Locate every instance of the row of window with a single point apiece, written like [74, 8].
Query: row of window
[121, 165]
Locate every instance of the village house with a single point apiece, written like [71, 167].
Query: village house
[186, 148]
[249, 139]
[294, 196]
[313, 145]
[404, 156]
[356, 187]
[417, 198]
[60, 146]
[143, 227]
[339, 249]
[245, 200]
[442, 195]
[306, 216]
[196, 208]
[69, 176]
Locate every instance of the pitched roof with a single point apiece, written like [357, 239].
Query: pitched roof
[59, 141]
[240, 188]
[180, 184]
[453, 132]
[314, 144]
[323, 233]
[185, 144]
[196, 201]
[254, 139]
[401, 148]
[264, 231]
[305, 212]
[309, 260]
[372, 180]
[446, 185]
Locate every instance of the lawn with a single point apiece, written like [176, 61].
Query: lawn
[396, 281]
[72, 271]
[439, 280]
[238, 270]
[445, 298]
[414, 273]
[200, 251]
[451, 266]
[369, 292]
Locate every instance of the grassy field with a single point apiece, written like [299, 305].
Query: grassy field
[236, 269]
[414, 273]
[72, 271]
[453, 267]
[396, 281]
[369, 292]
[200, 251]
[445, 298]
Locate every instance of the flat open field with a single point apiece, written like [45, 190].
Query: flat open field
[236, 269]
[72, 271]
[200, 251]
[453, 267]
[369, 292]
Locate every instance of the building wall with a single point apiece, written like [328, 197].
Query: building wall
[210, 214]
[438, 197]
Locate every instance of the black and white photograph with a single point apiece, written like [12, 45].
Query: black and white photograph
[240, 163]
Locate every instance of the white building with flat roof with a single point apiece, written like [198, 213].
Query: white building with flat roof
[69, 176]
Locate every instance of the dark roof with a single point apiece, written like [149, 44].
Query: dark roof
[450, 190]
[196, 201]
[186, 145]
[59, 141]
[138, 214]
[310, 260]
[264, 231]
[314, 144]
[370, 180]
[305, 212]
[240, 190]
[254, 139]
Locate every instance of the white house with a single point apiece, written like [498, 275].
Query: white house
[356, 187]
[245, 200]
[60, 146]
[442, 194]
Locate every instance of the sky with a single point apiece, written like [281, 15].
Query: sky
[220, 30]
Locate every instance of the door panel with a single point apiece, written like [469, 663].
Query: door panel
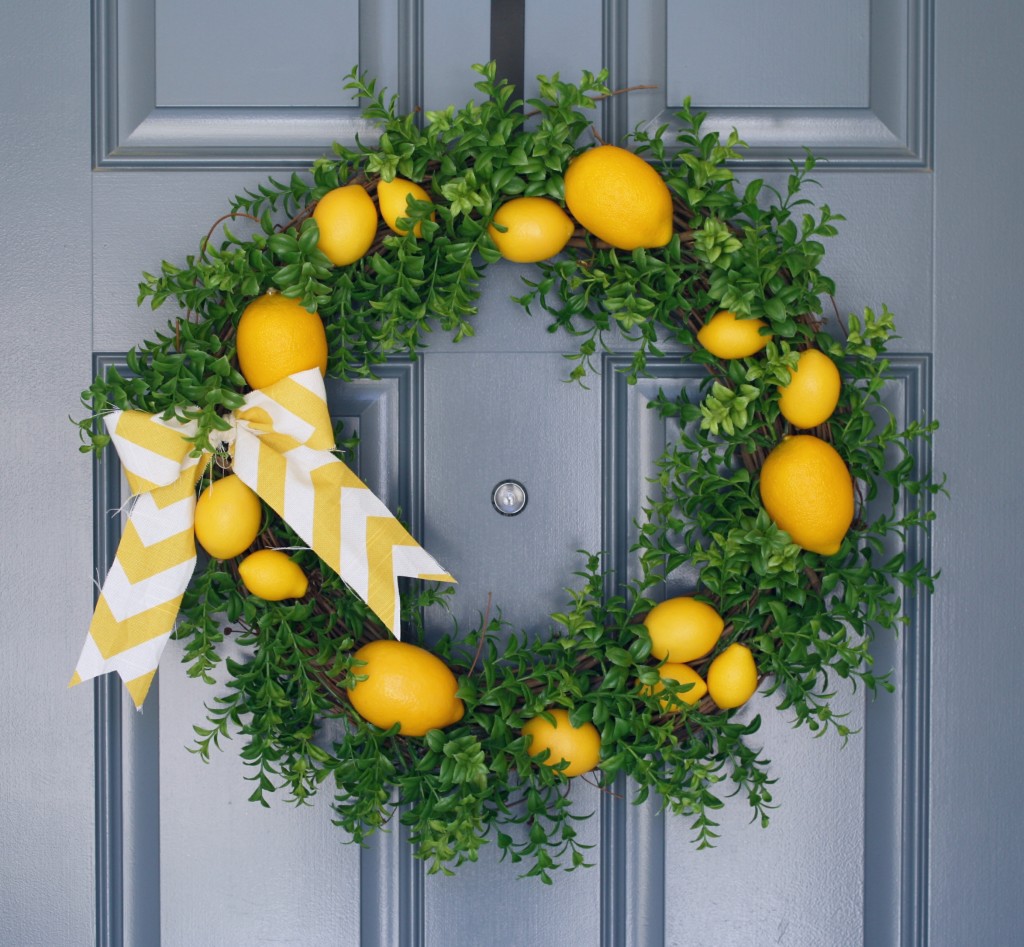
[439, 433]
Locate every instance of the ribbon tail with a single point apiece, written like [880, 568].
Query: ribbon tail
[341, 519]
[139, 600]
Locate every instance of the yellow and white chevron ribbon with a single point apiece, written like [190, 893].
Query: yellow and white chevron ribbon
[281, 442]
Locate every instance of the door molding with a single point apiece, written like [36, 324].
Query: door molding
[896, 727]
[131, 131]
[894, 130]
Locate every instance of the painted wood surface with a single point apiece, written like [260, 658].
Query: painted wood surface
[908, 835]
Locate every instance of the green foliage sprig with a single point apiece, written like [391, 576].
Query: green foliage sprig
[809, 619]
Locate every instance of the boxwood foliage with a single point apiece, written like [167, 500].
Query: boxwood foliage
[809, 619]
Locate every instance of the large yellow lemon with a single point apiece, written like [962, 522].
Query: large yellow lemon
[808, 491]
[682, 629]
[536, 228]
[276, 338]
[272, 575]
[727, 336]
[681, 674]
[812, 393]
[392, 198]
[619, 198]
[732, 677]
[406, 685]
[227, 518]
[347, 221]
[580, 746]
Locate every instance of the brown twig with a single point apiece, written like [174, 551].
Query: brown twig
[483, 636]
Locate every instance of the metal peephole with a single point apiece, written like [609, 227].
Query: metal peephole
[509, 498]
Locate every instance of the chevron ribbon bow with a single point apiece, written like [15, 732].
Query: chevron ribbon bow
[281, 442]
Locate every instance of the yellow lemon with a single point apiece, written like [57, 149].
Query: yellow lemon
[732, 677]
[581, 746]
[392, 198]
[406, 685]
[808, 491]
[272, 575]
[347, 221]
[536, 228]
[619, 198]
[812, 393]
[276, 338]
[727, 336]
[227, 518]
[682, 629]
[681, 674]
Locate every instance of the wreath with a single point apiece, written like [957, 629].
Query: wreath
[788, 600]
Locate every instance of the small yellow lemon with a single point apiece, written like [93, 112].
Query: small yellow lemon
[812, 393]
[272, 575]
[620, 198]
[808, 491]
[581, 746]
[727, 336]
[682, 629]
[392, 198]
[227, 517]
[276, 338]
[536, 228]
[347, 221]
[406, 685]
[681, 674]
[732, 677]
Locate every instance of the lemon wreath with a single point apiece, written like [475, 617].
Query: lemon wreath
[766, 489]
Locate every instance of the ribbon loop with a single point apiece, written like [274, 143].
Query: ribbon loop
[281, 444]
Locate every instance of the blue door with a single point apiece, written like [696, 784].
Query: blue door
[906, 835]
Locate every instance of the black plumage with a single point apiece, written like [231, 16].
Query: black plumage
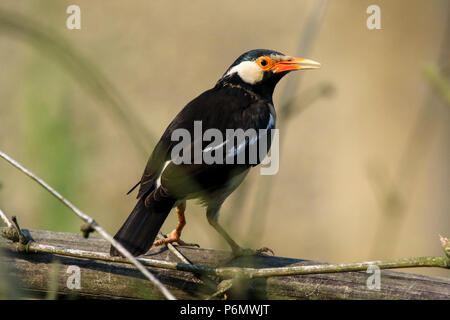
[233, 103]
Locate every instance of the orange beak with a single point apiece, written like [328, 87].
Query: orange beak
[295, 64]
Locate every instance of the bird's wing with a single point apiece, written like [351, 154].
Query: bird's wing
[227, 109]
[223, 108]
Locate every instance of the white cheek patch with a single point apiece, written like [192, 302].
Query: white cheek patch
[249, 72]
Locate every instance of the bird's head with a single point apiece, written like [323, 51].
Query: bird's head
[262, 68]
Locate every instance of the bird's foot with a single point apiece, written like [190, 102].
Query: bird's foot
[238, 252]
[174, 237]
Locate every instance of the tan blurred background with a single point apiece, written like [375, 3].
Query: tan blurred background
[364, 171]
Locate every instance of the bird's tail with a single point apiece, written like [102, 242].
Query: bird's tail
[142, 225]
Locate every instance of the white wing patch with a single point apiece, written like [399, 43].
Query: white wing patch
[158, 181]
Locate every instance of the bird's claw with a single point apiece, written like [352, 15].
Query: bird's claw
[174, 237]
[251, 252]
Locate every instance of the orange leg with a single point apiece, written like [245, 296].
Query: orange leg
[175, 235]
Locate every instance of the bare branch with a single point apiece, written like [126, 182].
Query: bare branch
[92, 223]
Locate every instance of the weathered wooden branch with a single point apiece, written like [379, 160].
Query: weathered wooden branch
[107, 279]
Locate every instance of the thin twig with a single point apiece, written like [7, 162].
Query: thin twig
[92, 223]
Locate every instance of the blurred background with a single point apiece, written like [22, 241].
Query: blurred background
[364, 161]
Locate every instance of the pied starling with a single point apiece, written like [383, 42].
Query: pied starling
[241, 99]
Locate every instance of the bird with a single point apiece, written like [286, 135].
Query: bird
[241, 99]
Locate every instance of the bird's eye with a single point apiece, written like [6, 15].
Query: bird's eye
[264, 62]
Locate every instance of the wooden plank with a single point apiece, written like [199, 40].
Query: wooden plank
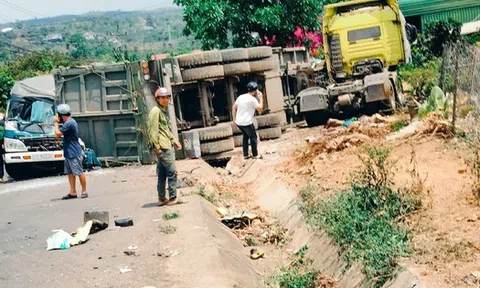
[91, 135]
[126, 130]
[104, 93]
[113, 137]
[116, 83]
[83, 95]
[120, 97]
[126, 144]
[103, 114]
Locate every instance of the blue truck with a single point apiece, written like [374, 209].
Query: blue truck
[31, 147]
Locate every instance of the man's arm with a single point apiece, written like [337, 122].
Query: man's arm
[58, 133]
[259, 107]
[234, 111]
[152, 125]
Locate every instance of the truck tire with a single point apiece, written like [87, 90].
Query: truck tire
[316, 118]
[216, 147]
[220, 131]
[259, 52]
[239, 68]
[238, 140]
[263, 65]
[234, 55]
[270, 133]
[202, 73]
[199, 59]
[267, 121]
[236, 130]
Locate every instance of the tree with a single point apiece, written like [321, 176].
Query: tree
[224, 23]
[432, 40]
[6, 84]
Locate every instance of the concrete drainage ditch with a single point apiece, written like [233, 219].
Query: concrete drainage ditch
[275, 197]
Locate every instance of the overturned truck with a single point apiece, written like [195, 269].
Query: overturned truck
[111, 101]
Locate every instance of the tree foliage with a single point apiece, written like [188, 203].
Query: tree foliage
[31, 65]
[432, 40]
[225, 23]
[6, 84]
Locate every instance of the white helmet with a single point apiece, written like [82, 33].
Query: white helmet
[64, 109]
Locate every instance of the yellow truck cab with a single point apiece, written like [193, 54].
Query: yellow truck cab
[365, 41]
[362, 34]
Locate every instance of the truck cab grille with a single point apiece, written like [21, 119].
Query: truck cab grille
[43, 144]
[336, 54]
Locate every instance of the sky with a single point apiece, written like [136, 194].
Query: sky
[12, 10]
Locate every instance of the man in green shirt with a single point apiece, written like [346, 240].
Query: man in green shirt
[163, 142]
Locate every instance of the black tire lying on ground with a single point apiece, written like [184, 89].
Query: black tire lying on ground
[234, 55]
[263, 65]
[236, 130]
[220, 131]
[239, 68]
[259, 52]
[216, 147]
[199, 59]
[238, 140]
[202, 73]
[270, 133]
[270, 120]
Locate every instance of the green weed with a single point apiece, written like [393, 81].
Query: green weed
[169, 229]
[397, 126]
[364, 219]
[210, 197]
[299, 274]
[171, 216]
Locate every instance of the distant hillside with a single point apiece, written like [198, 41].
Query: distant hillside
[93, 36]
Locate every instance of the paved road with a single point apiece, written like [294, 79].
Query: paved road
[30, 210]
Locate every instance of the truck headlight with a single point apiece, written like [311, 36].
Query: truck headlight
[13, 145]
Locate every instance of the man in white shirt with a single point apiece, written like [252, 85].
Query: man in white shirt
[243, 112]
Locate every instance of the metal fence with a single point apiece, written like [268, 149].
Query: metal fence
[460, 79]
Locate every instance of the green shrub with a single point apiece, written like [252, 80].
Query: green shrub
[364, 219]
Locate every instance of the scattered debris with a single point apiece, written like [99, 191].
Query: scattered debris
[332, 123]
[256, 253]
[124, 222]
[169, 253]
[239, 221]
[251, 240]
[472, 279]
[62, 240]
[271, 151]
[222, 212]
[171, 216]
[100, 219]
[349, 122]
[167, 230]
[473, 218]
[186, 182]
[130, 253]
[125, 270]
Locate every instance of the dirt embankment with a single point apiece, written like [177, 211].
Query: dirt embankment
[445, 241]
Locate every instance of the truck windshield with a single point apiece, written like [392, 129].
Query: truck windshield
[366, 33]
[31, 110]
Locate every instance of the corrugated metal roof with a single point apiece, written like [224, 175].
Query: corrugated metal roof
[463, 15]
[422, 7]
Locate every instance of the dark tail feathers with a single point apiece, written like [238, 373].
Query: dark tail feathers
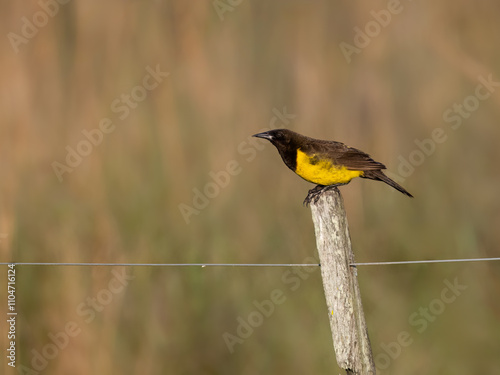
[378, 175]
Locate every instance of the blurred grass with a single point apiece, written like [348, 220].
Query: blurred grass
[226, 78]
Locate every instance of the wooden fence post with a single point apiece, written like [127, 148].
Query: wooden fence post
[343, 299]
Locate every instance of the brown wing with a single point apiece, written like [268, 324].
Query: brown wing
[341, 154]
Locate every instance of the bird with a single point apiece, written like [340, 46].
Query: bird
[327, 164]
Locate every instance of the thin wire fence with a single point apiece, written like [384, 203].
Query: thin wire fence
[203, 265]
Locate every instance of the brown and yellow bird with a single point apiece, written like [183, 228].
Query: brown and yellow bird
[325, 163]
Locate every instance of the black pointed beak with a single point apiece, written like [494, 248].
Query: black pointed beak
[264, 135]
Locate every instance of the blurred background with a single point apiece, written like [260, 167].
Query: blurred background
[124, 137]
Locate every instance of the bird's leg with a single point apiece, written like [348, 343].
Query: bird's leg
[315, 192]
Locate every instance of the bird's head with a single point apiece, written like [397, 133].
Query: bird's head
[278, 137]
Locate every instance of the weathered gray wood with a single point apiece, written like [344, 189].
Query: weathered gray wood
[343, 299]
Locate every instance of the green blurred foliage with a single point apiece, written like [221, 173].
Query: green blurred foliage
[232, 70]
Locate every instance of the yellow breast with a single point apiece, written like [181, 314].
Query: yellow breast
[322, 172]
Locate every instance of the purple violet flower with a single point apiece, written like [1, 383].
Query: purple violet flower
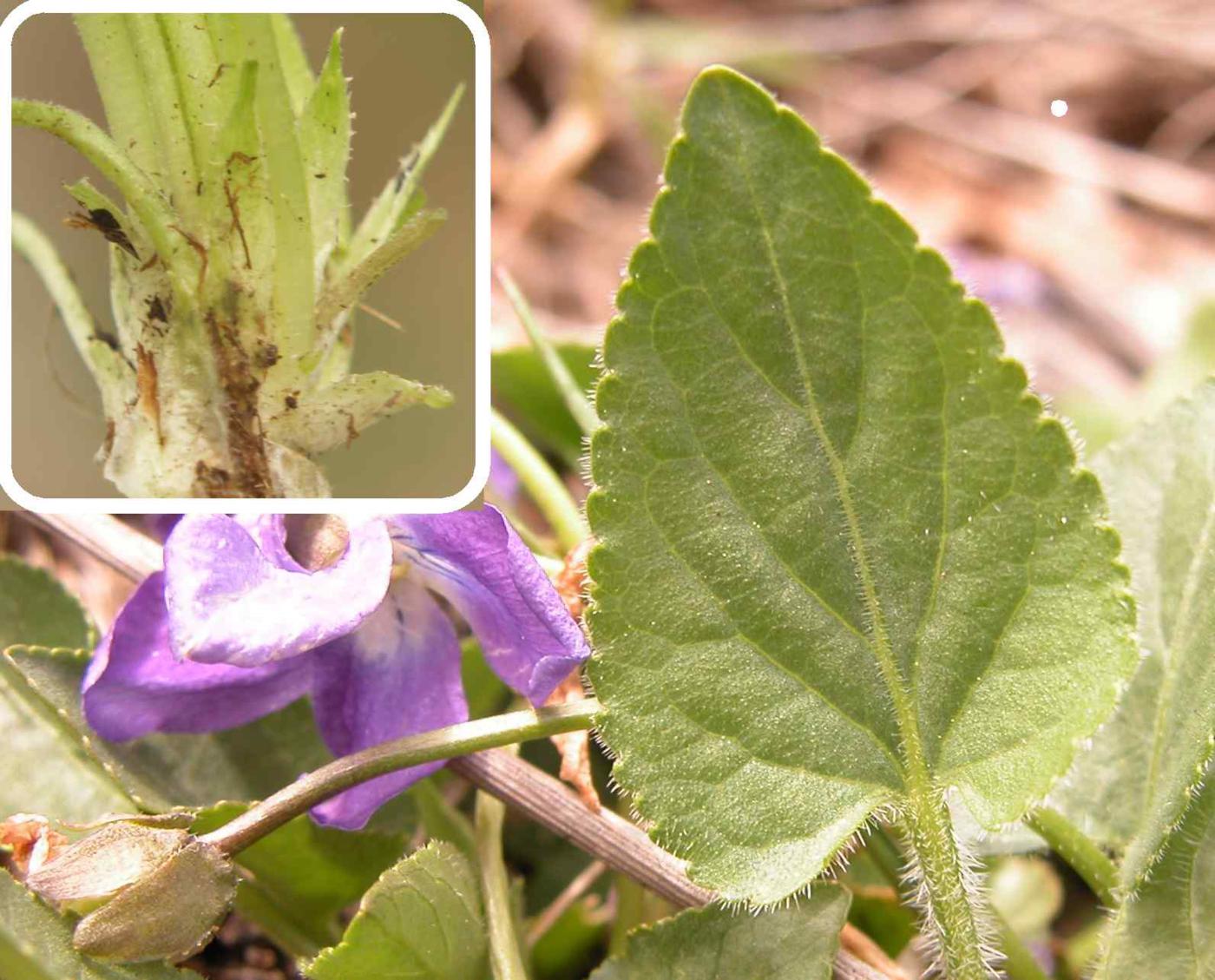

────────

What the task asks
Please copy everything from the line containing "Locate every instance of the black pointed" down to the end of the data, word for word, and leave the pictures out.

Solution for this exercise
Locate every instance of the black pointed beak with a single point apiece, written like [494, 248].
Query: black pointed beak
[264, 135]
Locate every instance of the blurred background with a single point apiece, written like [260, 167].
Query: blurred background
[124, 137]
Locate every instance of the bird's leg with a single point apiece, written like [348, 343].
Query: bird's leg
[315, 192]
Locate every instance of the bird's head with a single point apiece, written like [397, 133].
Query: bird's head
[278, 137]
Locate every instance of the weathered gray wood with a single point apiece, written like [344, 189].
Query: weathered gray wood
[343, 299]
Locate every instance of the green blurred foliage with a single point apiece, written like [221, 173].
Query: green blurred foliage
[232, 70]
Locate every instance of the yellow breast with a single point apiece, written like [181, 314].
Query: yellow breast
[322, 172]
Locate every instance of the purple violet flower with a single point apiece, written like [1, 383].
Query: purple violet flower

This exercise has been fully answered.